(Задание A):
Укажите, какая эмблема оставалась на петлицах доктора Углового, согласно тексту о госпитале для раненых.
(Задание B):
Продолжите текст о госпитале для раненых, начав сразу после его последнего предложения.
··· Исходный текст ···
А тяжелораненых — 2170 человек, при них семь врачей и пятнадцать фельдшеров. Спасибо местным жителям — помогали, чем могли.
Еще свистели вокруг пули, а к госпиталю шли женщины села Подвысокого — с продуктами в узелках, с питьевой водой в кувшинах. Часовые отгоняли их прикладами, а они шли и шли, бесстрашные и удивительно спокойные.
Потом господа завоеватели мобилизовали этих женщин с подводами, чтобы везти раненых в Умань. Перед отправкой автоматчики прошли по палатам, поубивали нетранспортабельных — короткими очередями, прямо на койках, на топчанах, на соломе...
В Умани доктора Углового подержали неделю в «яме», а потом «выявили»: у него на петлицах оставалась эмблема — змейка, чаша эскулапа. Рядом со сказочным парком Софиевка размещался «ревир» номер 3 для советских военнопленных, туда и повели его. Немецкие врачи в палаты заходить боялись — это был ад: медикаментов и перевязочных средств нет, на тысячу человек один стерильный бинт в день, кровь, гной, на полу под ногами трещали вши.
— Удивительное дело,— вспоминает Григорий Петрович,— у раненых не было отчаяния. Говорили: вы нас вылечите, а Красная Армия выручит. А если придется долго ждать — пойдем партизанить.
··· Данные ···
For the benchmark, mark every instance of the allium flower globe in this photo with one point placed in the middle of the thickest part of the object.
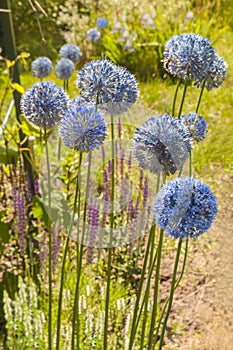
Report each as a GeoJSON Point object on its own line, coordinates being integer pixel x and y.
{"type": "Point", "coordinates": [102, 22]}
{"type": "Point", "coordinates": [188, 56]}
{"type": "Point", "coordinates": [64, 68]}
{"type": "Point", "coordinates": [185, 207]}
{"type": "Point", "coordinates": [44, 104]}
{"type": "Point", "coordinates": [41, 67]}
{"type": "Point", "coordinates": [162, 145]}
{"type": "Point", "coordinates": [111, 87]}
{"type": "Point", "coordinates": [70, 51]}
{"type": "Point", "coordinates": [76, 101]}
{"type": "Point", "coordinates": [82, 128]}
{"type": "Point", "coordinates": [195, 124]}
{"type": "Point", "coordinates": [93, 35]}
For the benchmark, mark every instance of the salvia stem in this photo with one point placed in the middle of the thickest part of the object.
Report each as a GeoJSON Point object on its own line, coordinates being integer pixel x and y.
{"type": "Point", "coordinates": [175, 97]}
{"type": "Point", "coordinates": [79, 267]}
{"type": "Point", "coordinates": [177, 284]}
{"type": "Point", "coordinates": [183, 98]}
{"type": "Point", "coordinates": [147, 293]}
{"type": "Point", "coordinates": [171, 294]}
{"type": "Point", "coordinates": [145, 301]}
{"type": "Point", "coordinates": [136, 306]}
{"type": "Point", "coordinates": [156, 289]}
{"type": "Point", "coordinates": [50, 244]}
{"type": "Point", "coordinates": [64, 256]}
{"type": "Point", "coordinates": [200, 96]}
{"type": "Point", "coordinates": [107, 299]}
···
(Место для ответа A):
Змейка, чаша эскулапа.

(Место для ответа B):
Григорий Петрович разбирает свои бумаги, находит сшитые суровой ниткой разграфленные листочки — записано, сколько было раненых, сколько ежедневно умирало. Давайте посчитаем: за ноябрь и декабрь 1941 года из 2317 человек умерло 948.
Мы хоронили своих близ парка Софиевка. Составляли список: имя, фамилия, по возможности адрес — кто откуда. Списки помещали в бутылку и зарывали ее, как с тонущего корабля бросают письмо в волны.
Экскаваторщики, строители сегодняшней Умани! Будьте внимательны при закладке фундаментов новых зданий, при раскопках — в земле прах погибших и бутылки с поименными списками.
Если наткнетесь на братскую могилу, учтите — бутылка должна быть в левом углу ямы.
Я прошу Григория Петровича поведать мне, что он чувствовал, о чем думал в неволе.
— Боролось все внутри: убежать было сравнительно легко и так же рискованно, как находиться в плену,— жизнь человеческая ничего не стоила. Но тяжко было бы оставить на произвол судьбы больных. Вот почему я не торопился с побегом. Медперсонал, впрочем, не только лечил: связались с подпольем, с партизанами, помогали бежать выздоровевшим.
Помню такой случай: молодой старшина по имени Володя, раненный в живот, никак не давал мне осмотреть рану, отталкивал, сопротивлялся. Я увидел, что рана его перетянута толстой, красной, слишком широкой и ровной, чтобы быть лишь от крови красной, полосой материи. Я понял, что это полковое знамя. Предложил ему перепрятать знамя в надежное место, но он и слушать об этом не хотел. Так и лежал, перевязанный знаменем, и представьте, выздоровел. Мы помогли ему скрыться. Не знаю, удалось ли ему
выйти к своим. Напечатайте про этот случай, вдруг он жив, найдется! Володя. Четыре треугольника в петлицах...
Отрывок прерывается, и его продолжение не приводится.